======== Supplied information

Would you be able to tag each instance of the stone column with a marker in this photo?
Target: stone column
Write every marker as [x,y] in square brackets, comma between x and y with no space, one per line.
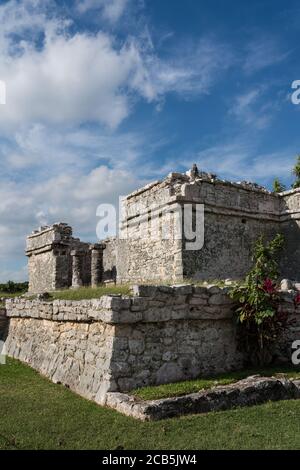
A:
[76,268]
[96,264]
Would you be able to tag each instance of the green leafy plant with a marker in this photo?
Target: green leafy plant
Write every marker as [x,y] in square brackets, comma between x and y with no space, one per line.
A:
[278,187]
[259,321]
[296,172]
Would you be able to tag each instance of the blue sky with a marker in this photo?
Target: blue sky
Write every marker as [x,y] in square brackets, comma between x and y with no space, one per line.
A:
[104,96]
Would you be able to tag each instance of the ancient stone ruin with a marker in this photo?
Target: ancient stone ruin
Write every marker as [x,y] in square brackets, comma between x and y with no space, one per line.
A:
[236,214]
[162,332]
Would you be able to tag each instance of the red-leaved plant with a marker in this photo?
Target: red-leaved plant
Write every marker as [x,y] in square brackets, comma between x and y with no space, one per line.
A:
[259,318]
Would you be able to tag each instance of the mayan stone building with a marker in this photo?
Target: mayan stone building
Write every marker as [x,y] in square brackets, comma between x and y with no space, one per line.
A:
[235,215]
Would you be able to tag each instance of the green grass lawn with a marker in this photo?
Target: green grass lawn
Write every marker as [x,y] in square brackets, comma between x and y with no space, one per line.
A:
[191,386]
[36,414]
[90,292]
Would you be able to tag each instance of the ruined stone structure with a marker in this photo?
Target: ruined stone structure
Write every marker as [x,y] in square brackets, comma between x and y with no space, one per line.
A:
[158,335]
[236,214]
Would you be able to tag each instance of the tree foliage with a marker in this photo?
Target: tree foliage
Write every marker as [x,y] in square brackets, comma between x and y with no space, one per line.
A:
[278,187]
[260,323]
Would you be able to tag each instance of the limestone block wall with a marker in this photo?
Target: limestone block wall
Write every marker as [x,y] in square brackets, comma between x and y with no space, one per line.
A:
[236,214]
[110,259]
[161,334]
[290,217]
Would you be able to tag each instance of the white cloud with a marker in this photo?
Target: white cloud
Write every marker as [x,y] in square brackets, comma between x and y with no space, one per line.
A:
[240,159]
[53,76]
[62,151]
[112,10]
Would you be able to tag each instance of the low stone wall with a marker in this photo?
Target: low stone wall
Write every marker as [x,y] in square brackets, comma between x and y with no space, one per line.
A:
[3,323]
[161,334]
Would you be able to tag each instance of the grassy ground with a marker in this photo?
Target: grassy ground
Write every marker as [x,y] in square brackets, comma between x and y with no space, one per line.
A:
[36,414]
[191,386]
[90,292]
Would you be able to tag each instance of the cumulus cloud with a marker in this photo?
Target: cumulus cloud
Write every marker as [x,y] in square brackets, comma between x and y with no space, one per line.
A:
[112,10]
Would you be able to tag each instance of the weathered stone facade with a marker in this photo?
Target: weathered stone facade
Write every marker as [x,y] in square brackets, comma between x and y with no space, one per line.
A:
[56,260]
[160,335]
[235,215]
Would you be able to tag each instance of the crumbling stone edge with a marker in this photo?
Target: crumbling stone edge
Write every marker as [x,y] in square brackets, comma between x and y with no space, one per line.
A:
[251,391]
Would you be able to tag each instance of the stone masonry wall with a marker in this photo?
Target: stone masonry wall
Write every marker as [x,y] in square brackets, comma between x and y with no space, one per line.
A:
[143,254]
[161,334]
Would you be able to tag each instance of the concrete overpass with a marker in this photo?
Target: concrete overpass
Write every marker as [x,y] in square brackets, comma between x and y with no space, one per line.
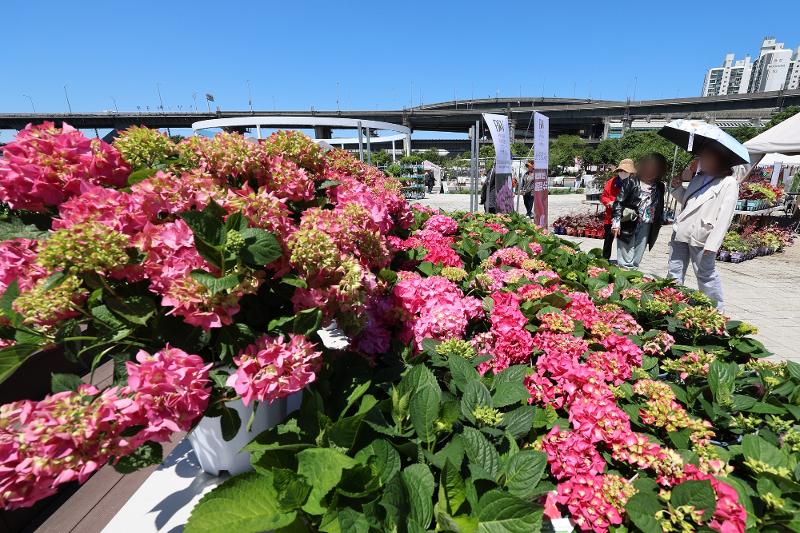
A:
[589,118]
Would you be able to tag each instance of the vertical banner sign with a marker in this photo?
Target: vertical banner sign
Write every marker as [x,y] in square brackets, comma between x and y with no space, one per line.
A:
[541,161]
[498,127]
[776,173]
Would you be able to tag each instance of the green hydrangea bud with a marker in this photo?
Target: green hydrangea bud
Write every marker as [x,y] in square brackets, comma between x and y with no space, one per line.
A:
[43,306]
[234,241]
[85,247]
[458,347]
[313,251]
[487,416]
[455,274]
[144,147]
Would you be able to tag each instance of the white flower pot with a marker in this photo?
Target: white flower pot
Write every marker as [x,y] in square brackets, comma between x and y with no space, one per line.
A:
[216,455]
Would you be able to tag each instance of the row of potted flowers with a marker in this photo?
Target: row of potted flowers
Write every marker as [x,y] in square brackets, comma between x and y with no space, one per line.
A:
[744,243]
[580,225]
[757,195]
[486,375]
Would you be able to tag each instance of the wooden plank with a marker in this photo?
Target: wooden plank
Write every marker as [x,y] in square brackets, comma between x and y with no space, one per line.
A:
[98,500]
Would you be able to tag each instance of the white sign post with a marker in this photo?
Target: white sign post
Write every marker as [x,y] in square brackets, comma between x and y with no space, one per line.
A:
[776,173]
[498,127]
[541,162]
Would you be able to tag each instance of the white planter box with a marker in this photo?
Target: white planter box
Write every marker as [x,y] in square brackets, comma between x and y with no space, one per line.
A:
[216,455]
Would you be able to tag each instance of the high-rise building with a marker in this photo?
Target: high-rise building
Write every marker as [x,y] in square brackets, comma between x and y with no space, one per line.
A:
[776,68]
[733,77]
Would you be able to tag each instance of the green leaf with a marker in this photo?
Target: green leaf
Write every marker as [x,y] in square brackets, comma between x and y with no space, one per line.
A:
[512,374]
[721,379]
[452,491]
[500,511]
[481,453]
[260,247]
[698,493]
[134,309]
[641,509]
[244,504]
[524,471]
[64,382]
[462,371]
[292,490]
[345,520]
[322,468]
[148,454]
[307,321]
[12,357]
[385,458]
[519,421]
[424,406]
[214,284]
[206,227]
[475,394]
[419,484]
[754,447]
[510,393]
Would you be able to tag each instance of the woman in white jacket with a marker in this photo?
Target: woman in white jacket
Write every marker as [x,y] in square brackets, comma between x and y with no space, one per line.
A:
[708,205]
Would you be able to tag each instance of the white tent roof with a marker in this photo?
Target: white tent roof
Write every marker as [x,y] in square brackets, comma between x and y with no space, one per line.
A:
[785,160]
[783,138]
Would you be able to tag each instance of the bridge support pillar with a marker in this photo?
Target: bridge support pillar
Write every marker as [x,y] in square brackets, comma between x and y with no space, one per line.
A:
[323,132]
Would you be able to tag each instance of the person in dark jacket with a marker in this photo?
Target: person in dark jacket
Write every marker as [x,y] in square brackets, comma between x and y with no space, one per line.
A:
[638,210]
[610,192]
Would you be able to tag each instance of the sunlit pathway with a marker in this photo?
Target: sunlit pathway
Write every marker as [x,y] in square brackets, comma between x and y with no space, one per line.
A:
[764,291]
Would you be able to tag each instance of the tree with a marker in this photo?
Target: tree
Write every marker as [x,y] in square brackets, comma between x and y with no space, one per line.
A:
[519,149]
[744,133]
[564,149]
[783,115]
[382,158]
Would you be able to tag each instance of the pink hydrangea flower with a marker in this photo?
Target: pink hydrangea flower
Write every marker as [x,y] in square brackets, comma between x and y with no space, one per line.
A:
[171,389]
[272,368]
[18,263]
[119,210]
[442,224]
[44,166]
[570,454]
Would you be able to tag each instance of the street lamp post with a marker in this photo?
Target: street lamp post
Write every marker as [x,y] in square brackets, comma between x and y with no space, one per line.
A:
[158,88]
[31,99]
[66,95]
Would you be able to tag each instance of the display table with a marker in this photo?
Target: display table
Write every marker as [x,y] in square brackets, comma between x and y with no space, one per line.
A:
[760,212]
[165,500]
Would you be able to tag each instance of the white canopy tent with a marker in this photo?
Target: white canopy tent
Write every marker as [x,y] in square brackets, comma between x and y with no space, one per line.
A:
[783,138]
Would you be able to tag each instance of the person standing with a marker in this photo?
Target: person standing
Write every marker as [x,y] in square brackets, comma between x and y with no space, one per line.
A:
[639,210]
[610,191]
[708,205]
[526,188]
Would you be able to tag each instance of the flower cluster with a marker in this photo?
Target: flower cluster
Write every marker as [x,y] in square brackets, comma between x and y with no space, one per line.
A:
[44,166]
[274,367]
[433,308]
[69,435]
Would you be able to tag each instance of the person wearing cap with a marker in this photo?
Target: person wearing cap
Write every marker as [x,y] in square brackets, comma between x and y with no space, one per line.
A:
[639,210]
[610,191]
[708,202]
[526,188]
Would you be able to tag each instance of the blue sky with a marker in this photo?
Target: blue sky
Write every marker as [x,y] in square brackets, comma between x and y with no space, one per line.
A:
[296,53]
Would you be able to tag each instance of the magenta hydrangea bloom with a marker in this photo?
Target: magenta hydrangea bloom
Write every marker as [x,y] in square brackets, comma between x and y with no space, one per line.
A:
[44,166]
[273,368]
[18,263]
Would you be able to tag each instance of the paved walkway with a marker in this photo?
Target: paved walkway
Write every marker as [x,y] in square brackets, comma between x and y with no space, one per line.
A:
[764,291]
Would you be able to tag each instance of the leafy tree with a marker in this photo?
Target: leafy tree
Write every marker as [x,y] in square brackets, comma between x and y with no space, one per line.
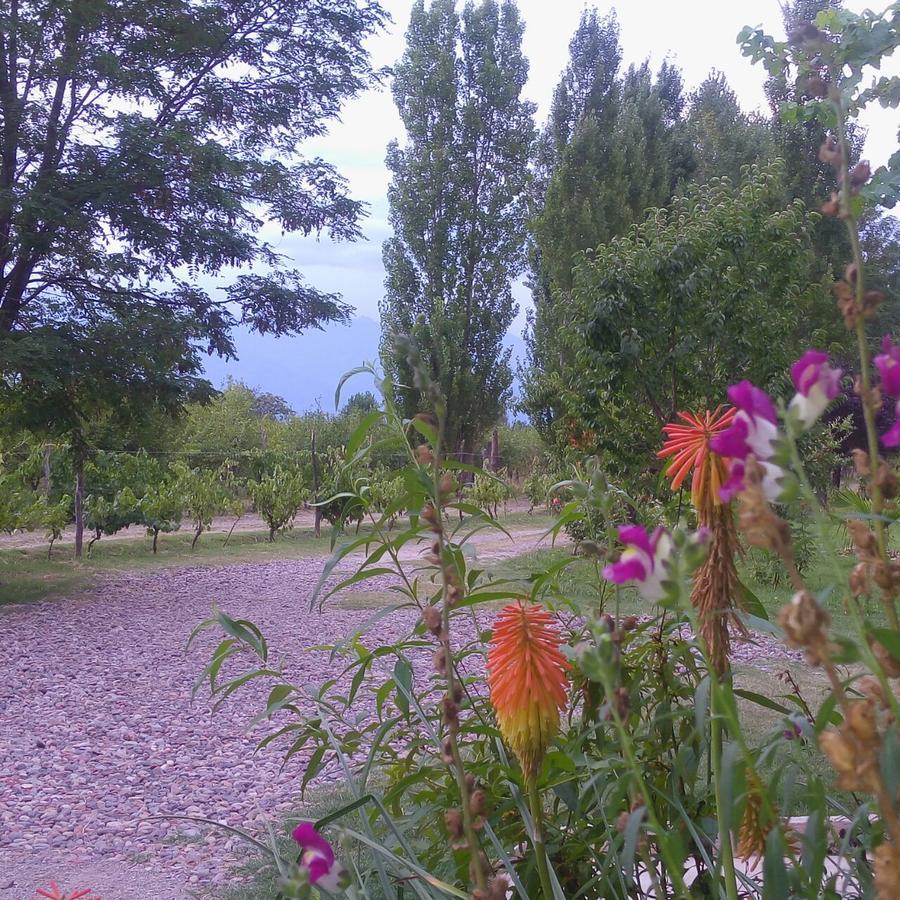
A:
[721,286]
[271,406]
[172,128]
[278,498]
[613,146]
[161,507]
[97,382]
[54,517]
[457,207]
[206,493]
[723,138]
[807,177]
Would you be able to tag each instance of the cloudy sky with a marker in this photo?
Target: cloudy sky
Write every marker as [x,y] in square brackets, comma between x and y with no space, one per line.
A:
[697,35]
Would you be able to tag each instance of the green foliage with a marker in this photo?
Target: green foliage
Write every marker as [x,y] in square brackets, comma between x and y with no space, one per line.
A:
[174,157]
[457,206]
[723,282]
[488,491]
[630,761]
[161,507]
[54,517]
[205,493]
[278,497]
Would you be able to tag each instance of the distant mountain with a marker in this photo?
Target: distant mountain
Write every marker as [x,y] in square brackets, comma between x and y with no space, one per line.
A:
[305,370]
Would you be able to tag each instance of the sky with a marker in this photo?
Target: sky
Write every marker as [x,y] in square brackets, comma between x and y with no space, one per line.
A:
[696,35]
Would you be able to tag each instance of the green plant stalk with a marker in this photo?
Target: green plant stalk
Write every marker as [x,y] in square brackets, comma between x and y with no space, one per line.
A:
[536,806]
[458,766]
[675,867]
[865,363]
[726,849]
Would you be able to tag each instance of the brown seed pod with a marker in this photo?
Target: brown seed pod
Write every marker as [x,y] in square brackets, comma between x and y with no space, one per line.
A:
[860,461]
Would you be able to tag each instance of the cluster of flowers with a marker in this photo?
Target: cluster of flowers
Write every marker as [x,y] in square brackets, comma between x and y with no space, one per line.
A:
[752,432]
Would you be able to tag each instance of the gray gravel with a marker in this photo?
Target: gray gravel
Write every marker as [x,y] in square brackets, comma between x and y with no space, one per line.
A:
[97,729]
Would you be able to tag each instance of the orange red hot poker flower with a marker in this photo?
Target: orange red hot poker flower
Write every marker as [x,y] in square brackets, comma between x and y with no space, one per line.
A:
[527,679]
[688,445]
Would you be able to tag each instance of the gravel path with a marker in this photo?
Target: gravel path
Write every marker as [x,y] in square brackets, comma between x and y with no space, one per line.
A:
[97,729]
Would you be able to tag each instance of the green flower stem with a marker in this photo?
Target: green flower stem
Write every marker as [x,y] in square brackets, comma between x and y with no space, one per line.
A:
[537,821]
[458,766]
[726,849]
[822,523]
[865,363]
[675,866]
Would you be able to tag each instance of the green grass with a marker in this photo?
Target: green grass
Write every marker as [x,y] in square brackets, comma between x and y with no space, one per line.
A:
[27,575]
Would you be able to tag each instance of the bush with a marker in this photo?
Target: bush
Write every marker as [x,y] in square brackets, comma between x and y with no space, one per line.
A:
[278,498]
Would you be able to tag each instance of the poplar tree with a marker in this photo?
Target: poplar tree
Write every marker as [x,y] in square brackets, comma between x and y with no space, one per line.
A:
[458,207]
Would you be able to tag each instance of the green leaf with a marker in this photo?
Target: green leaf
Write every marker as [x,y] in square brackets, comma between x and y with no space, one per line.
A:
[751,603]
[361,430]
[343,811]
[366,369]
[889,639]
[403,676]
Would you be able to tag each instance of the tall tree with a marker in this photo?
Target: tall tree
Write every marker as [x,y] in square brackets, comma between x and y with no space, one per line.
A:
[724,139]
[613,146]
[457,206]
[723,285]
[144,144]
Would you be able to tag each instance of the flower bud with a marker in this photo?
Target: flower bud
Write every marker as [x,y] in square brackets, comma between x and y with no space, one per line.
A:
[453,821]
[829,152]
[431,616]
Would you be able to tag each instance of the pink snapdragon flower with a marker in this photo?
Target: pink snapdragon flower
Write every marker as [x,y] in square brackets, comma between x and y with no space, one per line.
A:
[753,432]
[891,438]
[888,365]
[817,384]
[645,561]
[317,857]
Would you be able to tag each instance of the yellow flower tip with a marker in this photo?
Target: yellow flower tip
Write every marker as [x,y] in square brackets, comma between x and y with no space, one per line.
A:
[528,681]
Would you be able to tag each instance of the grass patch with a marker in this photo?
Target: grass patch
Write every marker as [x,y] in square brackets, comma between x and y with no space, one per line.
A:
[580,583]
[27,575]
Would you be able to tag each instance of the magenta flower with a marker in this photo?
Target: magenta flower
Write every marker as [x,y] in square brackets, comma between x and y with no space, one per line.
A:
[645,560]
[888,363]
[753,432]
[817,384]
[317,857]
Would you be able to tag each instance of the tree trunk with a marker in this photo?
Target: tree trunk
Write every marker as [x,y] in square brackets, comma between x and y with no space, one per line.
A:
[45,484]
[318,510]
[79,501]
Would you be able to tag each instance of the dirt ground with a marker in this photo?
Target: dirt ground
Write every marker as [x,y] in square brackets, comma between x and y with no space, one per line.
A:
[98,732]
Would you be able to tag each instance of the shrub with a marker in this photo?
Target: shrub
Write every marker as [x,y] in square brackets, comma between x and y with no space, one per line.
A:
[278,498]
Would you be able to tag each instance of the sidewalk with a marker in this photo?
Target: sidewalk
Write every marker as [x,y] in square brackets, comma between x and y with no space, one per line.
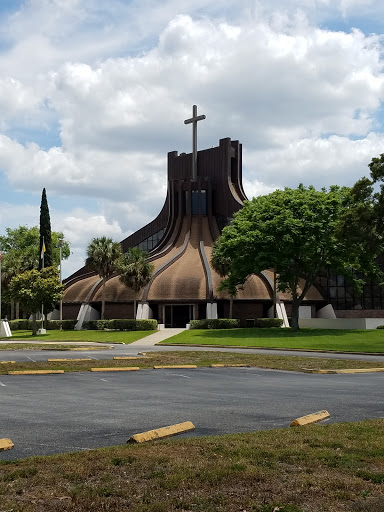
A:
[153,339]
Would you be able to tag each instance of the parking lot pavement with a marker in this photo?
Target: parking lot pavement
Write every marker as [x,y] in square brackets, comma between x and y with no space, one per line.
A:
[79,411]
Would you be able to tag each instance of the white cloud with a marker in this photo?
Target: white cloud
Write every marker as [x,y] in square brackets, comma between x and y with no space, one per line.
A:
[319,162]
[120,79]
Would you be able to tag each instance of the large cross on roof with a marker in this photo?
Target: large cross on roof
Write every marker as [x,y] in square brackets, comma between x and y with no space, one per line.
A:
[194,119]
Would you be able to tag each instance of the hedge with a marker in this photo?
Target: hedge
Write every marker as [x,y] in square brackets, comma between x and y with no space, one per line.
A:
[66,325]
[22,324]
[121,325]
[268,322]
[215,323]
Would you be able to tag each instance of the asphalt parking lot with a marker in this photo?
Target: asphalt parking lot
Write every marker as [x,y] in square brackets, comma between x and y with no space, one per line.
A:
[61,413]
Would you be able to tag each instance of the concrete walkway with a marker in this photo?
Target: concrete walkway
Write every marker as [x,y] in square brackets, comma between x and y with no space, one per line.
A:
[156,337]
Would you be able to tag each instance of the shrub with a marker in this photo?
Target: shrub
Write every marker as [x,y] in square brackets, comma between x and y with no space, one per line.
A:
[22,324]
[268,322]
[129,324]
[96,325]
[66,325]
[215,323]
[121,324]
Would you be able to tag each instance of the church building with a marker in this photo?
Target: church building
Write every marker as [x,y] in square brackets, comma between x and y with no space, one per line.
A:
[204,191]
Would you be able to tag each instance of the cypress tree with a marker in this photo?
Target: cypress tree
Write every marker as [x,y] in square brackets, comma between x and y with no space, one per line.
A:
[45,232]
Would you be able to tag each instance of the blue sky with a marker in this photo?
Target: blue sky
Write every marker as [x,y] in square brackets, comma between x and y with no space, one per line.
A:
[93,95]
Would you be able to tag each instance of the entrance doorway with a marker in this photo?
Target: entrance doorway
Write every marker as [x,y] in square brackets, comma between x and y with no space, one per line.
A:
[178,315]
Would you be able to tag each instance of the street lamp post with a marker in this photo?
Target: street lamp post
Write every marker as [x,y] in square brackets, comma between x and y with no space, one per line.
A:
[61,242]
[0,286]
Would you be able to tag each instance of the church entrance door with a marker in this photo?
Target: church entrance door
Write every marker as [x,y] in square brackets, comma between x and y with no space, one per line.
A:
[178,315]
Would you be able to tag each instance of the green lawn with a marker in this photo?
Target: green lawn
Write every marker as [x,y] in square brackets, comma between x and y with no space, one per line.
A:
[200,358]
[333,468]
[96,336]
[315,339]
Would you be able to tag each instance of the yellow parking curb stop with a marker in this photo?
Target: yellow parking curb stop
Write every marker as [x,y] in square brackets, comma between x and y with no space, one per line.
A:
[310,418]
[159,433]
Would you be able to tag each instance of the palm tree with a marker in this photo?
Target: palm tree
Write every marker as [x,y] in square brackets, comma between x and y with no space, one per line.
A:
[136,272]
[103,256]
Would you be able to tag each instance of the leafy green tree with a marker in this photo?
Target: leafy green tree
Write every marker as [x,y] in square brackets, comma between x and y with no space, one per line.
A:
[104,257]
[20,248]
[298,233]
[34,288]
[45,233]
[136,271]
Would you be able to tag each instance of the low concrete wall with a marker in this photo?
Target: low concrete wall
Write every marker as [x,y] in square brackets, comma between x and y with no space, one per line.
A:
[341,323]
[372,323]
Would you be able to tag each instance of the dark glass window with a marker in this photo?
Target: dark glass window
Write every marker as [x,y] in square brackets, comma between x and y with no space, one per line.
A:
[195,202]
[341,295]
[150,243]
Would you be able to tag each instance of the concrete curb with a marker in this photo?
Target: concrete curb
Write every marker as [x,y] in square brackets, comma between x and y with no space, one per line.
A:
[90,348]
[310,418]
[127,357]
[35,372]
[175,366]
[230,365]
[159,433]
[6,444]
[67,360]
[351,370]
[117,369]
[275,348]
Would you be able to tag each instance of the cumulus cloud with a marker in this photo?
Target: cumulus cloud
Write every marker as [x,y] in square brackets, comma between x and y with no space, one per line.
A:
[118,81]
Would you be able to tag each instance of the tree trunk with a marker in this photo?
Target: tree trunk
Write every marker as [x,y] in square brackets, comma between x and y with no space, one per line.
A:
[295,315]
[103,300]
[34,325]
[231,306]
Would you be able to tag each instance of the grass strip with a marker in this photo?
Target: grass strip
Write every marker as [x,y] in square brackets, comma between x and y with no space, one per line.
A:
[333,468]
[125,337]
[368,341]
[202,359]
[38,346]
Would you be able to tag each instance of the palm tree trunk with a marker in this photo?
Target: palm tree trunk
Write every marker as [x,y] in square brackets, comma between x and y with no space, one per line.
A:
[103,300]
[34,325]
[295,315]
[231,306]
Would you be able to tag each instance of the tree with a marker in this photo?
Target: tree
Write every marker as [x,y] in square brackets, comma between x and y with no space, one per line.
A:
[34,288]
[298,233]
[104,257]
[20,248]
[136,271]
[362,222]
[45,233]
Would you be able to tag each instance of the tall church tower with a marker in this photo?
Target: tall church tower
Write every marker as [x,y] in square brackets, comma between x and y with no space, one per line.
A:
[204,191]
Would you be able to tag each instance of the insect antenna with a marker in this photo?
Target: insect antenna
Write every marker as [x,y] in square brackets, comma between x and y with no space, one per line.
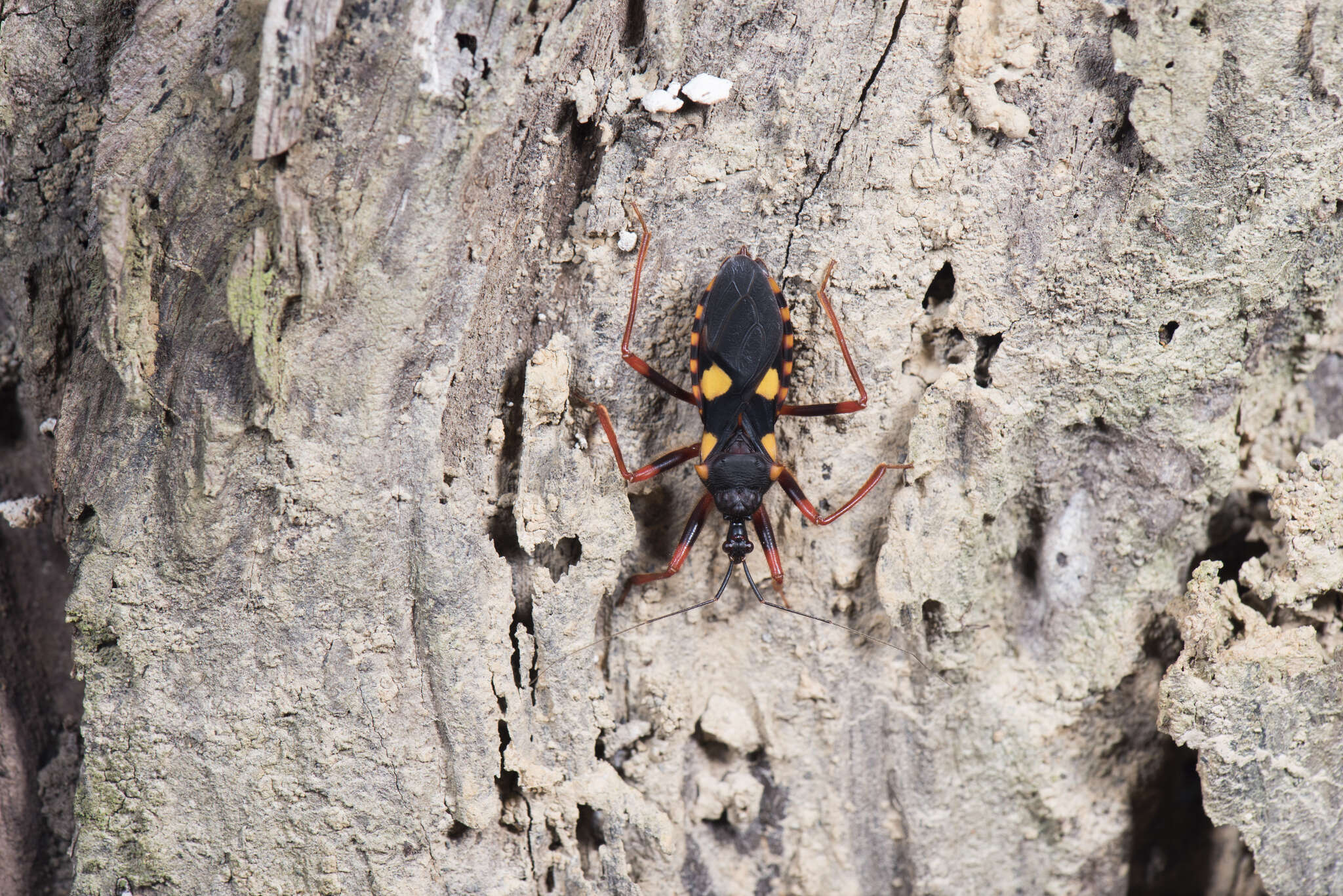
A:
[647,622]
[861,634]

================

About this task:
Lines with the word "antenna" in them should be copied from the preceding records.

Solution for this exercise:
Would you be able to tag each instance of the insect antenna with a marker in this photo?
Target: insect antenna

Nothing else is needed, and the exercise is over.